→ What to produce: Here is a listing. Set it down again exactly.

→ Records for this exercise:
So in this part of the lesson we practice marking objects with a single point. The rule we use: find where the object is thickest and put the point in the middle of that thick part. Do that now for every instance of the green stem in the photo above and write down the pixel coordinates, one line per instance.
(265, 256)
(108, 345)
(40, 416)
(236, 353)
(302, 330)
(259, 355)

→ Solution to this exercise:
So in this part of the lesson we practice marking objects with a single point. The rule we use: find where the object is thickest and put the point in the middle of that thick part. Do that now for every instance of the green stem in the photo above and write down the pixel coordinates, one line per instance.
(265, 256)
(108, 345)
(40, 416)
(236, 353)
(302, 330)
(259, 355)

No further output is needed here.